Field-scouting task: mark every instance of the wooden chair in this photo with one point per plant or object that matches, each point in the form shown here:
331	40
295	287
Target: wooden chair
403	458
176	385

------------------------------------

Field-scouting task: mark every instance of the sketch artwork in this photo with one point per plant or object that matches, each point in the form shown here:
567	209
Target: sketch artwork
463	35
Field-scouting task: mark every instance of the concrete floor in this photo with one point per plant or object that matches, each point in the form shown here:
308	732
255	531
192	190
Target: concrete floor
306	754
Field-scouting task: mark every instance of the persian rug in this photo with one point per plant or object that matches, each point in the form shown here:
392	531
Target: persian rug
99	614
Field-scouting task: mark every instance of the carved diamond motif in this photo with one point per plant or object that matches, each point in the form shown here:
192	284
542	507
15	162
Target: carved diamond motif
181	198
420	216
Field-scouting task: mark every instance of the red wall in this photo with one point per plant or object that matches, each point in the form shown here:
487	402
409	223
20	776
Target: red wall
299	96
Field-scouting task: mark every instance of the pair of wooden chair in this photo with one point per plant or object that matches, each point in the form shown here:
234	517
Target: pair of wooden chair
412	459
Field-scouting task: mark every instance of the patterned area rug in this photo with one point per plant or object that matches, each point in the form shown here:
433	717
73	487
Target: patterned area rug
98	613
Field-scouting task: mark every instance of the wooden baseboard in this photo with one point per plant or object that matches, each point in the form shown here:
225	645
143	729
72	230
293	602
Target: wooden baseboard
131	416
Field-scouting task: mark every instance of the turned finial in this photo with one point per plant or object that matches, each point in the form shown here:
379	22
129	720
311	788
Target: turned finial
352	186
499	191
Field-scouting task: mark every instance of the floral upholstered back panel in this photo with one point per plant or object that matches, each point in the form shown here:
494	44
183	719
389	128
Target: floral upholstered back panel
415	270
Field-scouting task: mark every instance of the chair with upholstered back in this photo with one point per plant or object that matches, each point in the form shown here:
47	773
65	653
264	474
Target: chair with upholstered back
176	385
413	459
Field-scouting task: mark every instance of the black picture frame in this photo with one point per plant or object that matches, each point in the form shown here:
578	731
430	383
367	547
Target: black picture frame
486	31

------------------------------------

* _CHALLENGE_:
Pull out each line of the data above that contains the string "finial".

* _REPLY_:
Field-scouting task: mark every instance of the turned finial in this photo with one point per plant or object that matches, each point in the form shown here:
Target: turned finial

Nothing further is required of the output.